TASK REQUIREMENTS: Would you output the entries below only from the line containing "the white runway" through the line containing "Objective — set a marker on each instance of the yellow", exactly as they stand and with both ends included?

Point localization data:

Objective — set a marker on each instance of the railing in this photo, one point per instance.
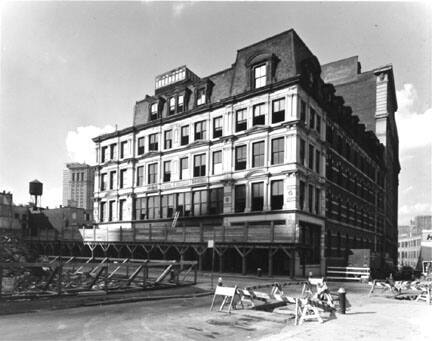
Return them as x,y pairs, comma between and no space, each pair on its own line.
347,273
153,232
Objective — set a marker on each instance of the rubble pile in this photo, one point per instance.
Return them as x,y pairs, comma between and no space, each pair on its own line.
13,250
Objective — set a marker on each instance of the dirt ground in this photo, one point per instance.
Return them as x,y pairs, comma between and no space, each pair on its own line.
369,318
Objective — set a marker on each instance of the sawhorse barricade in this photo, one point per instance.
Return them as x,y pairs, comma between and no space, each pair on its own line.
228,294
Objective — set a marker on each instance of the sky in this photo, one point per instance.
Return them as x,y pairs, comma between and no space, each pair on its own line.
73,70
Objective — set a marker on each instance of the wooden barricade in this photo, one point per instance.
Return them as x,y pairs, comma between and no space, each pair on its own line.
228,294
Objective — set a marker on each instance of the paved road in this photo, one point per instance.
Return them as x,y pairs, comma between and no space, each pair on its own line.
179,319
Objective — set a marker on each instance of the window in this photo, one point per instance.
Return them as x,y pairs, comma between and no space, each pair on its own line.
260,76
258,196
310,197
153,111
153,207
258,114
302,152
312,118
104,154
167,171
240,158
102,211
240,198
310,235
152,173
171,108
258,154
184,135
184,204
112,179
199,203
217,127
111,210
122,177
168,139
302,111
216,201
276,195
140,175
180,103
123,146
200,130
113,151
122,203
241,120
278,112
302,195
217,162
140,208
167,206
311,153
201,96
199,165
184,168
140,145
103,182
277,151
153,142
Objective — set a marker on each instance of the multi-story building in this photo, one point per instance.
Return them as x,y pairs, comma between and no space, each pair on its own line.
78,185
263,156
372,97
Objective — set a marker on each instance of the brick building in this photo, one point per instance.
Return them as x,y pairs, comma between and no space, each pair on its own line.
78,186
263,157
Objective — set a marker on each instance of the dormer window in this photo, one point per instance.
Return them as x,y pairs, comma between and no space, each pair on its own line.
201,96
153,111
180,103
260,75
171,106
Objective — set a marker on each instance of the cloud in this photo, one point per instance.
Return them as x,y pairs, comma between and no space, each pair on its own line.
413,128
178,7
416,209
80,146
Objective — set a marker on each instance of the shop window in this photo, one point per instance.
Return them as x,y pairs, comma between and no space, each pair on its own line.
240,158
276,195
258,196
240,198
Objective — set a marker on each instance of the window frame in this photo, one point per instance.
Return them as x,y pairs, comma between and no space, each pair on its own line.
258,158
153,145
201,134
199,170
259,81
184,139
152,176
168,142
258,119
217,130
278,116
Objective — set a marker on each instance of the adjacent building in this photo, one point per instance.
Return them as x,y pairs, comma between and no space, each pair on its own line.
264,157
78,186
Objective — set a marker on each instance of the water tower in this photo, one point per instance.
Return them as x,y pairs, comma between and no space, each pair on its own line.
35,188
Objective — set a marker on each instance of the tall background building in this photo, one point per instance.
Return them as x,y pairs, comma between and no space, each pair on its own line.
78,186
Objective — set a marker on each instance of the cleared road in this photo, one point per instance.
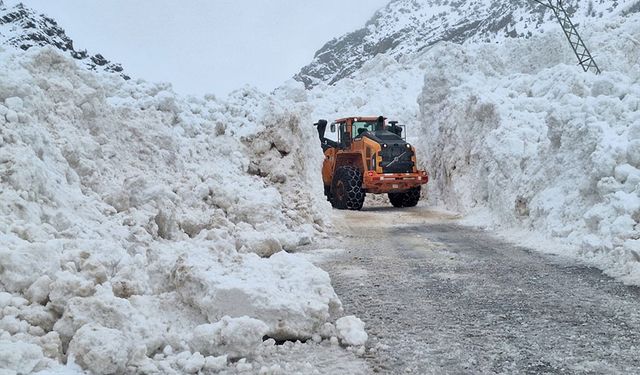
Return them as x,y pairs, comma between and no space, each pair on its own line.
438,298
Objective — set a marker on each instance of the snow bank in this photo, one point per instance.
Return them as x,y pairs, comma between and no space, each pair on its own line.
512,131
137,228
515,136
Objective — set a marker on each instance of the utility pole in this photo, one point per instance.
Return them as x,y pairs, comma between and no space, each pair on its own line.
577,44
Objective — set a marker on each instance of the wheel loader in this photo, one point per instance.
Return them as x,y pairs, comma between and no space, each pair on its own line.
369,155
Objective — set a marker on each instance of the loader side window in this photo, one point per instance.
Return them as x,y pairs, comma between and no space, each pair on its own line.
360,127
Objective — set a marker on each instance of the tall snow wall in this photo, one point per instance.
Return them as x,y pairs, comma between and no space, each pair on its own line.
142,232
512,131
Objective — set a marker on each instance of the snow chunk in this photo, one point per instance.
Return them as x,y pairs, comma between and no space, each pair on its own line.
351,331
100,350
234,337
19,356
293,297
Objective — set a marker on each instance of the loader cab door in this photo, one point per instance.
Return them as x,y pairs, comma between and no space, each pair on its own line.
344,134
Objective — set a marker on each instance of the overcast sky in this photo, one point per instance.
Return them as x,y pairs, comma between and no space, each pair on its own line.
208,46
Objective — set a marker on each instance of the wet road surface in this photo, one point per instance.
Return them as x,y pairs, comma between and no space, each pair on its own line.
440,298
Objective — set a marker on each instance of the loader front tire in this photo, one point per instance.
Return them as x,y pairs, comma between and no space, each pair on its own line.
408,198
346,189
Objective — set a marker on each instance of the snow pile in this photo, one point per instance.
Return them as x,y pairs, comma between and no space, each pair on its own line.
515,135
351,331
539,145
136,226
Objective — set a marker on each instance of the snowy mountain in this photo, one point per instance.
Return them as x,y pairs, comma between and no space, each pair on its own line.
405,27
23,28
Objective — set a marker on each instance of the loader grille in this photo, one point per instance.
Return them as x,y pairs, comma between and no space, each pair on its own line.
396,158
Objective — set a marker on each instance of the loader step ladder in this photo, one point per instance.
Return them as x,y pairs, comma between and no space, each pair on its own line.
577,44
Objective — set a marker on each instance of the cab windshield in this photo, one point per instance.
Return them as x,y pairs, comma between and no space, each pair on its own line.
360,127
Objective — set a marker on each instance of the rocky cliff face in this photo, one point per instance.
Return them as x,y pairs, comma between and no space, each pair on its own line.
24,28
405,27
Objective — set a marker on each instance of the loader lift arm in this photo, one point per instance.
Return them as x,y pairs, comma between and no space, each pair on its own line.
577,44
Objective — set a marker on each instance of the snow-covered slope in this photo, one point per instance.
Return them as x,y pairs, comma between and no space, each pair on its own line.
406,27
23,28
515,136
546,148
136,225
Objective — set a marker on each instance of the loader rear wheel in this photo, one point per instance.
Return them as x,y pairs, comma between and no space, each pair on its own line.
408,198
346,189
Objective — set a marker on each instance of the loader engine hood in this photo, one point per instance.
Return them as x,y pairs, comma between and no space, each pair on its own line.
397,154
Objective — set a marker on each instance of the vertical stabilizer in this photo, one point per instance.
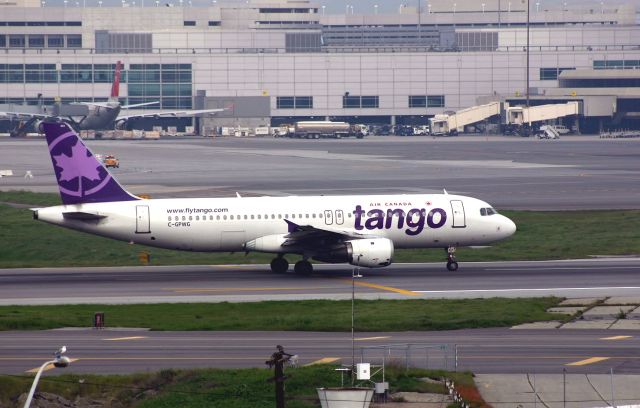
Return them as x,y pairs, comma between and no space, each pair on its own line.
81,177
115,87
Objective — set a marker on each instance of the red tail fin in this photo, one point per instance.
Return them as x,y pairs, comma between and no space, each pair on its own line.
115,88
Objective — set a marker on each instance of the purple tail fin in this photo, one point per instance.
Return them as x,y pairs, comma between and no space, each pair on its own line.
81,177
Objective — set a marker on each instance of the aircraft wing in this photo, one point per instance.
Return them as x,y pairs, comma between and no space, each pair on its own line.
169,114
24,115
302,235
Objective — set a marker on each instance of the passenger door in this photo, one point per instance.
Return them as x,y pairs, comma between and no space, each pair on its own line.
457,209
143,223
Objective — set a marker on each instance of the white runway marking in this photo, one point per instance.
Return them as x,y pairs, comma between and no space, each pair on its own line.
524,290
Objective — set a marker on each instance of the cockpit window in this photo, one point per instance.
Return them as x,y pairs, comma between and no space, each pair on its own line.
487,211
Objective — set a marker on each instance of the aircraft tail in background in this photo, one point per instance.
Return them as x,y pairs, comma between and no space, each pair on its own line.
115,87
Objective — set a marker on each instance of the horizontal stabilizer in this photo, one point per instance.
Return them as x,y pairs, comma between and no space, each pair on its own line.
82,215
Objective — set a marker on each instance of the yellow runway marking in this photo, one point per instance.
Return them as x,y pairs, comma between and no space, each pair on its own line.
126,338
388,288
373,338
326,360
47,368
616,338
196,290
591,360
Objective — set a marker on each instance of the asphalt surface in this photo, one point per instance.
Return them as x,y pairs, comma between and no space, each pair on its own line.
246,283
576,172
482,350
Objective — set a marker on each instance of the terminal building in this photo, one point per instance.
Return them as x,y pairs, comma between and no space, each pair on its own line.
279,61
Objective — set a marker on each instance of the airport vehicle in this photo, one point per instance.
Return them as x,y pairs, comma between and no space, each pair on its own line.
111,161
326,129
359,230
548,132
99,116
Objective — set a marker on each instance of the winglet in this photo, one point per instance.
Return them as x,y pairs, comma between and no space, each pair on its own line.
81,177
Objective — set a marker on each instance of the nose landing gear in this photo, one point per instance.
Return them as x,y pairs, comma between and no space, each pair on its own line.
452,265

==

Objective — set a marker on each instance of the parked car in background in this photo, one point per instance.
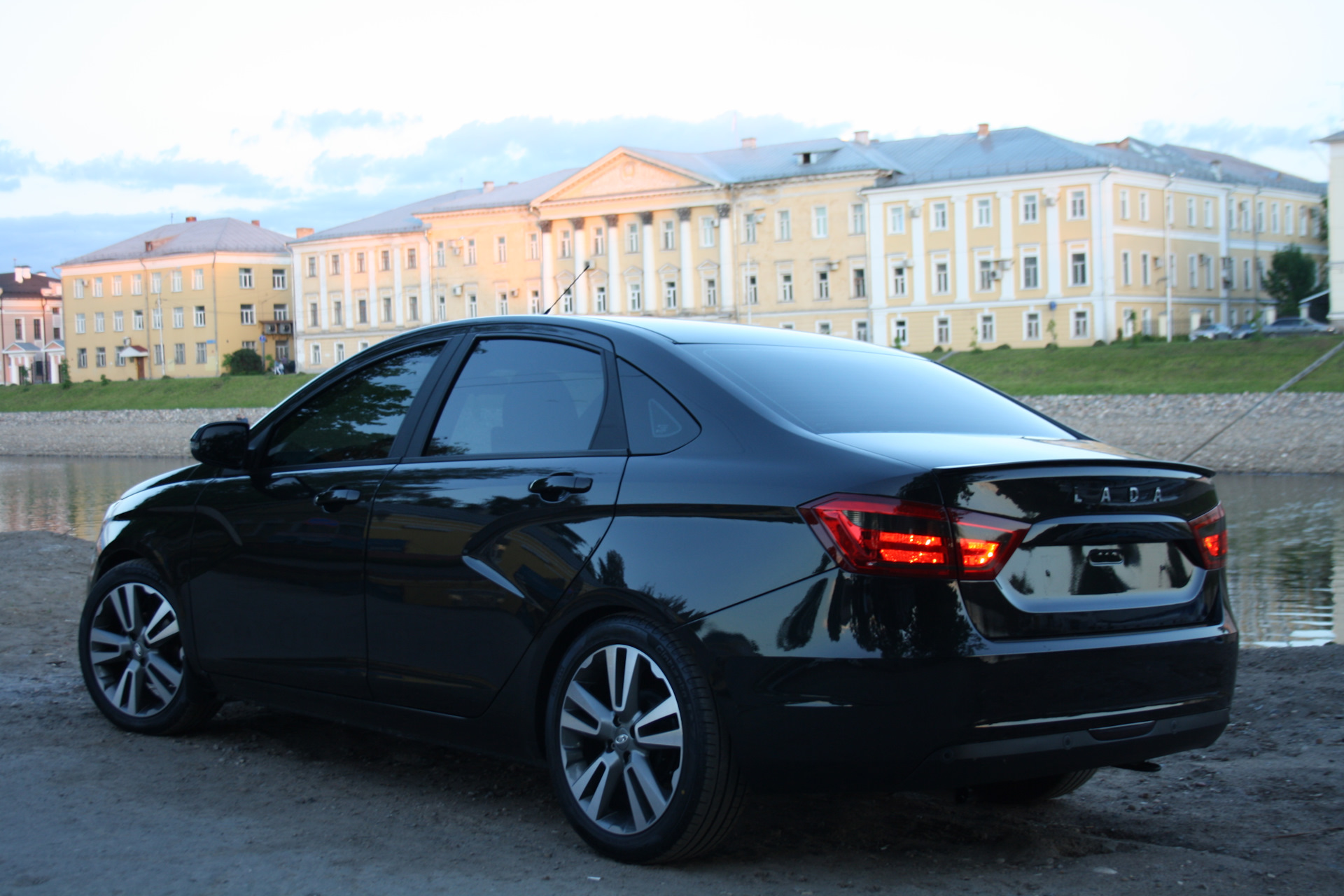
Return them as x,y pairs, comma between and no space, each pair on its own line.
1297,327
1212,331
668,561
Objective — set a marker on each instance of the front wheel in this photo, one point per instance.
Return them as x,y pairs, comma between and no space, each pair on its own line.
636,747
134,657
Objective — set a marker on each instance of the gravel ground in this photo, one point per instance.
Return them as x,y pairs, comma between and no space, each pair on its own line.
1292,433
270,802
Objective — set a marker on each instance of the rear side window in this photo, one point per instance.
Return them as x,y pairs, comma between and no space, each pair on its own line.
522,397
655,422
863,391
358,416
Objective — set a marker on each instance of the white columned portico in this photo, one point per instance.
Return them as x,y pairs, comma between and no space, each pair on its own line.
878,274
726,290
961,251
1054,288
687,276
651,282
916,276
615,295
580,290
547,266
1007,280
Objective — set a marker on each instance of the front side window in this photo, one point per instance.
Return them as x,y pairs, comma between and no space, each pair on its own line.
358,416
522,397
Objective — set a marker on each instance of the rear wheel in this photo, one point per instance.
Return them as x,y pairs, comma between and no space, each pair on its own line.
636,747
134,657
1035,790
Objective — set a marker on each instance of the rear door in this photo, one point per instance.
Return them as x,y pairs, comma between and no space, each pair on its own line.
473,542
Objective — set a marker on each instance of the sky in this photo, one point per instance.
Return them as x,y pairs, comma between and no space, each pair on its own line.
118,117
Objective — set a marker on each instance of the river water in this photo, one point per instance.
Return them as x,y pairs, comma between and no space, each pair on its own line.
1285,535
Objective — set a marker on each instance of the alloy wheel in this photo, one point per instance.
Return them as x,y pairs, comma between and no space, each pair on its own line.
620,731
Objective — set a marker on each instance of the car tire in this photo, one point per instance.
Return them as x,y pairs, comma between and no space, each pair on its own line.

SOLUTION FOR THIS EXERCISE:
Objective — set a marker on each instance of the white runway marking in this photo, one point per instance.
Return them as x,y pairs, comma between and no space, each pair on its own line.
524,290
Objective — set a marker on each instance of the cockpit window in this photo, one point per instance.
Return them as x,y pairs, comma between and no space, each pair on its own line.
487,211
Objective — set a marker on each instance of the aircraft tail in background in this photo, one point per instance.
Return them as x,y pairs, comma between and no space, each pair on its own line.
115,87
Objective — set a marker on each instance of the horizontal stabilizer in this photo, one point per instance.
Return them as x,y pairs, comma between and no space, each pair on its own line.
82,215
Objective — set a marker on each instance of the yellow runway marking in this photo, one point per instance.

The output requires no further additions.